課題:
1. 家と土地に関する本文の次の一文を英語に訳せ。「建築した当時は建築基準法を遵守して建築されたものの、建築基準法の法改正により現在は建ぺい率や容積率がオーバーになった物件を既存不適格物件(既存不適格建築物)といいます。」
2. 家と土地に関する本文を、最後の文の後から書き継げ。

どんなリスクが潜んでいるかわからない「家と土地」。髙橋土地家屋調査士事務所代表・髙橋輝氏の著書『買ってはいけない家と土地』(自由国民社)より一部を抜粋・編集し、自宅を購入する際、調べておきたいポイントについて紹介していきます。

建築当初は法律を守っている建物だったのだけど…

・広告では、大事なことは小さな文字で書いてある

 

建築した当時は建築基準法を遵守して建築されたものの、建築基準法の法改正により現在は建ぺい率や容積率がオーバーになった物件を既存不適格物件(既存不適格建築物)といいます。

 

建物を建て替える時には、現行法による建ぺい率・容積率を守らなければならないので、以前より小さい建物しか建てられないことになります。このような物件が実際に売り出されているのを目にすることは多くありますので、チラシや広告に「既存不適格」の記載があれば注意が必要です。

データ抜粋:
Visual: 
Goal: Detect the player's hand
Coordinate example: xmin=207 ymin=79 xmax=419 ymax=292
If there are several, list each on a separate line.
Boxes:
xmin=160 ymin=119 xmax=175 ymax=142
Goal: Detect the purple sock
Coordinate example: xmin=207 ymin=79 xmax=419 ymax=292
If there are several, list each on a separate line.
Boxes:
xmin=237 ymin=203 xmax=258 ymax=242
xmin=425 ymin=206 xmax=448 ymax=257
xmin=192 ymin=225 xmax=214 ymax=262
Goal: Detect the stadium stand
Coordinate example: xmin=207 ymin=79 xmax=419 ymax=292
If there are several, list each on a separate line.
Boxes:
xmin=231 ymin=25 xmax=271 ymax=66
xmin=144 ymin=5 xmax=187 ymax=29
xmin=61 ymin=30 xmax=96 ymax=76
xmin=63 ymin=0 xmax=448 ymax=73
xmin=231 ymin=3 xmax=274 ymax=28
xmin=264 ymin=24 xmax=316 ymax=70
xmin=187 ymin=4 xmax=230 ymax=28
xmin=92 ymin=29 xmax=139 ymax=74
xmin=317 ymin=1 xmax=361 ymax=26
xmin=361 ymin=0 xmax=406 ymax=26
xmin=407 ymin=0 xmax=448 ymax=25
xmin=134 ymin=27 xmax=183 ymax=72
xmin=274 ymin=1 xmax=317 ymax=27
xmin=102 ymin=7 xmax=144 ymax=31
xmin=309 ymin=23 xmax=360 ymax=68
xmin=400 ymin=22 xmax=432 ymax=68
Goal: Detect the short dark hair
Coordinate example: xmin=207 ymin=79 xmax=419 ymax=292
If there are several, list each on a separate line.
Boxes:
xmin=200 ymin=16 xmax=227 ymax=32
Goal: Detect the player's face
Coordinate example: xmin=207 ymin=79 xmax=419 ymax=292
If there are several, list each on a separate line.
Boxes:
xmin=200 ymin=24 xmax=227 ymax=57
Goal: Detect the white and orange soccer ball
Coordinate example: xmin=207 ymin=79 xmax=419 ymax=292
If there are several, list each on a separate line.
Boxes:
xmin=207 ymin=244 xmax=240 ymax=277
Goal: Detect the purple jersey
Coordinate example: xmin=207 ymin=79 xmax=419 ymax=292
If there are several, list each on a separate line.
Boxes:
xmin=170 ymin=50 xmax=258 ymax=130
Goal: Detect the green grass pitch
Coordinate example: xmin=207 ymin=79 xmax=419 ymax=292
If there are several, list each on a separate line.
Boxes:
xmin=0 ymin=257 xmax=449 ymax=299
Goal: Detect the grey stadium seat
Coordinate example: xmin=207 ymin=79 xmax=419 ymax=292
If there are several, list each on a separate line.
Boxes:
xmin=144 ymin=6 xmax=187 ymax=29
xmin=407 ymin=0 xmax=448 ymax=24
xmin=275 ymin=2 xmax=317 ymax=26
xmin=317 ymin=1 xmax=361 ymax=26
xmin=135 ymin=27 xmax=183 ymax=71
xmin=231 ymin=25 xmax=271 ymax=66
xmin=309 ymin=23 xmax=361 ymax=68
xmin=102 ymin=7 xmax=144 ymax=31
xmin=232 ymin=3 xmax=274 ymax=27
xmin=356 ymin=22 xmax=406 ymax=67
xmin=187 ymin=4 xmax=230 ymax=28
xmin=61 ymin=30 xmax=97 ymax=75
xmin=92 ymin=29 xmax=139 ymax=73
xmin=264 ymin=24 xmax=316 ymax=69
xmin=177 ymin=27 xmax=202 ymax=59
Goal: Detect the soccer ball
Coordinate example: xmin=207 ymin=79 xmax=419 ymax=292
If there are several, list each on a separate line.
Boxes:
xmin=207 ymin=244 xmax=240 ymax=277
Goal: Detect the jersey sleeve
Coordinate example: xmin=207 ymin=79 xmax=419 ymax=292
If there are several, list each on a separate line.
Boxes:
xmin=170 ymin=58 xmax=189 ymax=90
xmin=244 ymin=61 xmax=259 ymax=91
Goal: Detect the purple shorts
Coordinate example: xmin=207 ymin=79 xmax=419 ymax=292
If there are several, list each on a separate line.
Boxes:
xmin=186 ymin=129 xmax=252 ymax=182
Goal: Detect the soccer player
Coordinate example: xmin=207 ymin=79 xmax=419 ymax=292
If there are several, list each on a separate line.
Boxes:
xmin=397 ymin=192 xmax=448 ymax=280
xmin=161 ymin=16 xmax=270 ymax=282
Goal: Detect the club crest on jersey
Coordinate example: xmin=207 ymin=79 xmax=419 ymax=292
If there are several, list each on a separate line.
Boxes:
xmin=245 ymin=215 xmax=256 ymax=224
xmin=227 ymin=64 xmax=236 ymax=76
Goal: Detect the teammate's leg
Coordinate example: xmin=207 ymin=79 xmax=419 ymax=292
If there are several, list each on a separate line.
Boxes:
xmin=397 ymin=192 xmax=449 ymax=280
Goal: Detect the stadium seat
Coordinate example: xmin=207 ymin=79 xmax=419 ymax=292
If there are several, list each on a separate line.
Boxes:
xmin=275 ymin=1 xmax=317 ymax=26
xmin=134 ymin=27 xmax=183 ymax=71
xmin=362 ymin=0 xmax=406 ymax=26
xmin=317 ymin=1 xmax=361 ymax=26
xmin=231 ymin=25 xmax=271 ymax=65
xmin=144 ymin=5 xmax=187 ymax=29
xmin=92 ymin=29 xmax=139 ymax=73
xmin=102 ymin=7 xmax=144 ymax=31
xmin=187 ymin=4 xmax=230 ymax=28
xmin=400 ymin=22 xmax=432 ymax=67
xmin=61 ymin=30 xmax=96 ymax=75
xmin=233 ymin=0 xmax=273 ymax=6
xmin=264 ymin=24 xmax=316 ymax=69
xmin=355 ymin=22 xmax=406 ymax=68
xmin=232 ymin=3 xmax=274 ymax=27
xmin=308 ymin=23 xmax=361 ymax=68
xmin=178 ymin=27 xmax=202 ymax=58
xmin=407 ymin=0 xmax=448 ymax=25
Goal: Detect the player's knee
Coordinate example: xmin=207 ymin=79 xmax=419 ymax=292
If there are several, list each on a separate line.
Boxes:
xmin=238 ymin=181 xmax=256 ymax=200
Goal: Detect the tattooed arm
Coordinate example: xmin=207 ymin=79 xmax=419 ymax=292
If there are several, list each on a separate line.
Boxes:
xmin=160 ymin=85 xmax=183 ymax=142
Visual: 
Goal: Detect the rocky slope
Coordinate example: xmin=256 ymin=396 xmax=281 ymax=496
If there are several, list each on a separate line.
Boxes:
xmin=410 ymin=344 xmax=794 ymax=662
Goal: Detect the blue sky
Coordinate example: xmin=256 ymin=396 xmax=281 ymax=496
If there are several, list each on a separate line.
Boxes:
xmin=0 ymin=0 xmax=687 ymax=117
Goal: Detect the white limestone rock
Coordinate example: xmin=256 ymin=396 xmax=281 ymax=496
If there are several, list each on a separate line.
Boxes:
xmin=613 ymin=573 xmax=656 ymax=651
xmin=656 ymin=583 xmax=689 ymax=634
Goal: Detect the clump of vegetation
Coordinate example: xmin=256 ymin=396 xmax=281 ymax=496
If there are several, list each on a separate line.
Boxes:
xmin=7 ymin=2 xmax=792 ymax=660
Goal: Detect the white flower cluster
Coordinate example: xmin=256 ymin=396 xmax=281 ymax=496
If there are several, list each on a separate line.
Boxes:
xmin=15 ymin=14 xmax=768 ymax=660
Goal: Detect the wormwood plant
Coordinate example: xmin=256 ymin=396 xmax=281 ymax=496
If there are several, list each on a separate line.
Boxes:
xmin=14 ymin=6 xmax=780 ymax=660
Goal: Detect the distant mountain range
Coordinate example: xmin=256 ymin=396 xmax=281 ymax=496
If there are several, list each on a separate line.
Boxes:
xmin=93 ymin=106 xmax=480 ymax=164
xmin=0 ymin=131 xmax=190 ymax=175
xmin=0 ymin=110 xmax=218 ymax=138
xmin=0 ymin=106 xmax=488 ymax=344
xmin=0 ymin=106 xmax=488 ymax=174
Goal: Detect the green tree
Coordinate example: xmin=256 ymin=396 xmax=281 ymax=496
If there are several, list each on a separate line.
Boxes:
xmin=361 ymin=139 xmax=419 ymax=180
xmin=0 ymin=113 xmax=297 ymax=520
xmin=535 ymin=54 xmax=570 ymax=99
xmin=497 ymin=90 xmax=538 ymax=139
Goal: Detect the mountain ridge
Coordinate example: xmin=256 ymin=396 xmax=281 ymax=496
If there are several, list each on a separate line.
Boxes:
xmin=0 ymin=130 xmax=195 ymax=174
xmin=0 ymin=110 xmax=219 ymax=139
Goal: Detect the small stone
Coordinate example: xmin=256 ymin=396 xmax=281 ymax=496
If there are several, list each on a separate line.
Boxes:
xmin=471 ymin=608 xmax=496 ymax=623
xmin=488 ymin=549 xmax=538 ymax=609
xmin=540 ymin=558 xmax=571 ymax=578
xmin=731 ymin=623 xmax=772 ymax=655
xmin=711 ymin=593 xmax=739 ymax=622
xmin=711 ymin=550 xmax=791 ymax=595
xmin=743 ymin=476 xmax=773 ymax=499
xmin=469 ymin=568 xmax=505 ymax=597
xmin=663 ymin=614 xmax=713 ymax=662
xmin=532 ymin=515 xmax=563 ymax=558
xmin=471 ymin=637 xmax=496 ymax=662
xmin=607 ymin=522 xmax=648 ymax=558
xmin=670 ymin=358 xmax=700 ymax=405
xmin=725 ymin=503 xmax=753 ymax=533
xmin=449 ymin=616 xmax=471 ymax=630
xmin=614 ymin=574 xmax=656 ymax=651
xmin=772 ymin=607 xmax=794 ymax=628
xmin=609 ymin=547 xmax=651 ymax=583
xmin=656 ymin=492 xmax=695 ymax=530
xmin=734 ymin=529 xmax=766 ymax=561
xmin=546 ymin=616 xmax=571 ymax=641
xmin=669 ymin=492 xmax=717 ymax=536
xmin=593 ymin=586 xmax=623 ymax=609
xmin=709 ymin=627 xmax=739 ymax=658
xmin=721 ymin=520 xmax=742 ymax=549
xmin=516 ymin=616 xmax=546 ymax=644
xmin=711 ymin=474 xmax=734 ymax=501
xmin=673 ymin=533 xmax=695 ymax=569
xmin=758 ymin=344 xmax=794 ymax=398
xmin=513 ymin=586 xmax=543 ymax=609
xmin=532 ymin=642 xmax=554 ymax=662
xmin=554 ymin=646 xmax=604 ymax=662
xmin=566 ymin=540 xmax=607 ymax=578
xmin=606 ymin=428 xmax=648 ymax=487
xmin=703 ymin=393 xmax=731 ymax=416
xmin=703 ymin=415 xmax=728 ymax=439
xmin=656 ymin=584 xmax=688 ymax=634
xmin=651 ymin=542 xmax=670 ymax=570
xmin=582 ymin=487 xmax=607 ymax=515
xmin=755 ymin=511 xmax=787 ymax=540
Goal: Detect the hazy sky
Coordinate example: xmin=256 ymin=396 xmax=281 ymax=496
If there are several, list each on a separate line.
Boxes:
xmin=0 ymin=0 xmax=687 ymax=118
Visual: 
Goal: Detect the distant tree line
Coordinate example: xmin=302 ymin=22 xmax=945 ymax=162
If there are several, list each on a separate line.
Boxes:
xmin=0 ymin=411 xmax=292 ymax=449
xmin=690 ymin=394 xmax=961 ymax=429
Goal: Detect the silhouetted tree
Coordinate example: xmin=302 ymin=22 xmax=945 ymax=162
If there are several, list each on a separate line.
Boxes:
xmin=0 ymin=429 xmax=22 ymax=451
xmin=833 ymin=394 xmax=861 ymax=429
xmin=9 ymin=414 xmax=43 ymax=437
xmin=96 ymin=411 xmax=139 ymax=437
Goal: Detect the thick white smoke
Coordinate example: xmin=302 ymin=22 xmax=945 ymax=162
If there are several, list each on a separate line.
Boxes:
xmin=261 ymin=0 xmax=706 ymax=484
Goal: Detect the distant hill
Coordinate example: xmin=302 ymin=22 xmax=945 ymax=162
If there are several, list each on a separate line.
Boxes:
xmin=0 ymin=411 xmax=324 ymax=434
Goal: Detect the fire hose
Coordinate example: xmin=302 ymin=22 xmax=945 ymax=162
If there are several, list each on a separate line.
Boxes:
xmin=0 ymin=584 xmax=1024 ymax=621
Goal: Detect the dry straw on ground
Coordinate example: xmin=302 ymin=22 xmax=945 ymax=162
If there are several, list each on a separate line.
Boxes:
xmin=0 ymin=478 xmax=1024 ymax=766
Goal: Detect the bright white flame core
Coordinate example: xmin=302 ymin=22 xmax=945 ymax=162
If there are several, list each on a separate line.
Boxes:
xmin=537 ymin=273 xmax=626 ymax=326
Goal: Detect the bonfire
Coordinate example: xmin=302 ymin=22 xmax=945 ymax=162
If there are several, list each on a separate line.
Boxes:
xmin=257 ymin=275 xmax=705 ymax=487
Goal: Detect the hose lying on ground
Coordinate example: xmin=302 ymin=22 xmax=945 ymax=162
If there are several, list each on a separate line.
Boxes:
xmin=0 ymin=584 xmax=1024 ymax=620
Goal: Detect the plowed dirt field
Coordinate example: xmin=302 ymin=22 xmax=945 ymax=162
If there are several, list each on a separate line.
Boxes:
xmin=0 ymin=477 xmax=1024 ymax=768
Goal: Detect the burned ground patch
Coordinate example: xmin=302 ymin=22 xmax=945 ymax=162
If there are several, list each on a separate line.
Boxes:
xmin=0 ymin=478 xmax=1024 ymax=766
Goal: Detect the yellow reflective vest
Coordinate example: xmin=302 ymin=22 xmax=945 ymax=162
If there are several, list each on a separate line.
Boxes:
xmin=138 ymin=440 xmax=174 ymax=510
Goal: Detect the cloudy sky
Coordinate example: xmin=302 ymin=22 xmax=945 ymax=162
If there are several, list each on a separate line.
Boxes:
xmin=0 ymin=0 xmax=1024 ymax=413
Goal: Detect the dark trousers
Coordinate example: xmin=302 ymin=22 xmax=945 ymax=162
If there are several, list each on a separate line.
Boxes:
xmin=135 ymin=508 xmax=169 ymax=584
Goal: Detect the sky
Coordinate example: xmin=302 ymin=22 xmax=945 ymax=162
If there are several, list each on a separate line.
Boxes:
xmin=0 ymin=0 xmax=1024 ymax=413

解答:
1. A property that was built in compliance with the Building Standards Act at the time of construction, but whose building coverage ratio or floor area ratio now exceeds the limits because of amendments to that Act, is called a nonconforming existing property (nonconforming existing building).

2.
 

なぜ注意が必要なのかというと、住宅ローンを組んで購入しようとしても、金融機関が融資してくれないことがあるからです。既存不適格物件を検討している場合は、しっかりと融資してもらえるかどうかを確認してから購入を決めましょう。

 

また、住宅ローンが組めないことがあるという理由で、買う人が限られることから、将来売却する時には、近隣の相場より安い価格でしか売れなかったり、なかなか買い手がつかない可能性もあります。しかし、世の中にはこうしたリスクのある既存不適格物件をあえて購入する方もいます。

 

一般の購入者が手を出しづらいのを逆手に取って、安く購入して、既存の建物をリフォームして住むのです。この場合は、現状の建物の大きさをそのまま利用できるメリットがあります。将来のリスクを理解して住むなら、お買い得な物件と言えるかもしれません。

 

勘違いしてはいけないのが、既存不適格建築物と違法建築物はイコールではないという点です。違法建築物は、合法に建物を建築した後、役所の許可を得ずに増築などをしてしまったケースです。もちろん当初から建築基準法の規定を守らずに建築してしまったものも同様です。違法建築物の場合は、金融機関の融資はかなり難しくなると思って下さい。

「事故物件」気にならない人ならかなりお得?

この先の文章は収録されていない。